# Reading passage:

Do the Hustle
Strum had his second agility lesson on Weds. night. This time the whole hour went to him partly because storms were possible and Lola hates thunder but also because it's something of a challenge to have 2 dogs at work when one of those dogs is Strummer.
The Trouble Twins
They're not that bad but one is so much easier and of course on the very rare occasion that they do decide to misbehave at the same time it's in front of a client or my boss or, if I'm really lucky, both. I was really lucky last week so decided to keep it to one dog this week. An hour turned out to be too long of a lesson for him so I'll be back to twofers next week or maybe I'll find someone to split my lesson with. I think Strum's ready to start working with one other dog in the field.

# Directive A:
Transcribe the blog post about the agility lesson between "Do the Hustle" and "in the field.", inclusive.
The blog post and the rows come from separate, unrelated sources.

Items listed in a dataset

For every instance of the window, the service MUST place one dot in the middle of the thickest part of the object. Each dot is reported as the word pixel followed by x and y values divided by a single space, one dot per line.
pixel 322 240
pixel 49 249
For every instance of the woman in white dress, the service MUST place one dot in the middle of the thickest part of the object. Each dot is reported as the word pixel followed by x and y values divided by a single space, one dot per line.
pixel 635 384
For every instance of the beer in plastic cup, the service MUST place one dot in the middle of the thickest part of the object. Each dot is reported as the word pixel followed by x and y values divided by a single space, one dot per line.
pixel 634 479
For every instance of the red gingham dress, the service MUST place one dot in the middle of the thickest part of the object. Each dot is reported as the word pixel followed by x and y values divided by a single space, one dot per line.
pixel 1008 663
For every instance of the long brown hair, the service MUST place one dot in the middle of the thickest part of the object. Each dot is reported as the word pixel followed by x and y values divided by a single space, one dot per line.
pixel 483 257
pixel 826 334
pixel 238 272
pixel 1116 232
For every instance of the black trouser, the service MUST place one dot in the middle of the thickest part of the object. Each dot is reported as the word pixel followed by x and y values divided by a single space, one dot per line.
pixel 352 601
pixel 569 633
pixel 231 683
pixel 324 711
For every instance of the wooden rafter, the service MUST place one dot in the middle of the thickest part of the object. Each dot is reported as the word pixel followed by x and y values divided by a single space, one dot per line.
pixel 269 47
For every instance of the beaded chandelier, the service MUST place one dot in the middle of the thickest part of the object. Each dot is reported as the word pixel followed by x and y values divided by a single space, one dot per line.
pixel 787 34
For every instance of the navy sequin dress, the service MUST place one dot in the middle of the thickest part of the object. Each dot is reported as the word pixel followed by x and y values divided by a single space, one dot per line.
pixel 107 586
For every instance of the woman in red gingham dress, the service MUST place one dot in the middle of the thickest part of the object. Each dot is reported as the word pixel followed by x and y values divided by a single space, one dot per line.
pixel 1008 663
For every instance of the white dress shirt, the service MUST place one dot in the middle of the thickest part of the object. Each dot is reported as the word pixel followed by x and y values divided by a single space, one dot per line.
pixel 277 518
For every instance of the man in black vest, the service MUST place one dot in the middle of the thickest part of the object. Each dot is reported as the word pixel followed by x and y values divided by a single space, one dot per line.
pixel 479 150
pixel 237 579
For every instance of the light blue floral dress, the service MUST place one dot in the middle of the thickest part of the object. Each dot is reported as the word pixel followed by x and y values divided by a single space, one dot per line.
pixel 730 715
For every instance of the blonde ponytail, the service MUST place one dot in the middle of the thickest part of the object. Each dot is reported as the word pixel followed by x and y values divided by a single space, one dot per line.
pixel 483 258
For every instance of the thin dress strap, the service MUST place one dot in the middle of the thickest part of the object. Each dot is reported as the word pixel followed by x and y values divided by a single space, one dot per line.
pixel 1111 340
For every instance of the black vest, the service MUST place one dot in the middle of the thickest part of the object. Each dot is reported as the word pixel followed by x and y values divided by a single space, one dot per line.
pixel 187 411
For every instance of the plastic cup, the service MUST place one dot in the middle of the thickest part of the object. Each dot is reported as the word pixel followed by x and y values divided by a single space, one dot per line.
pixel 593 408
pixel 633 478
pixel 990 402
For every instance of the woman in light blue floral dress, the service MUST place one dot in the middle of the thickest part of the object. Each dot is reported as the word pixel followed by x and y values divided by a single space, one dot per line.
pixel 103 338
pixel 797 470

# Directive B:
Pull out each line of the rows that contains the string "chandelier".

# Expected output A:
Do the Hustle
Strum had his second agility lesson on Weds. night. This time the whole hour went to him partly because storms were possible and Lola hates thunder but also because it's something of a challenge to have 2 dogs at work when one of those dogs is Strummer.
The Trouble Twins
They're not that bad but one is so much easier and of course on the very rare occasion that they do decide to misbehave at the same time it's in front of a client or my boss or, if I'm really lucky, both. I was really lucky last week so decided to keep it to one dog this week. An hour turned out to be too long of a lesson for him so I'll be back to twofers next week or maybe I'll find someone to split my lesson with. I think Strum's ready to start working with one other dog in the field.

# Expected output B:
For every instance of the beaded chandelier, the service MUST place one dot in the middle of the thickest part of the object. Each dot is reported as the word pixel followed by x and y values divided by a single space, one dot per line.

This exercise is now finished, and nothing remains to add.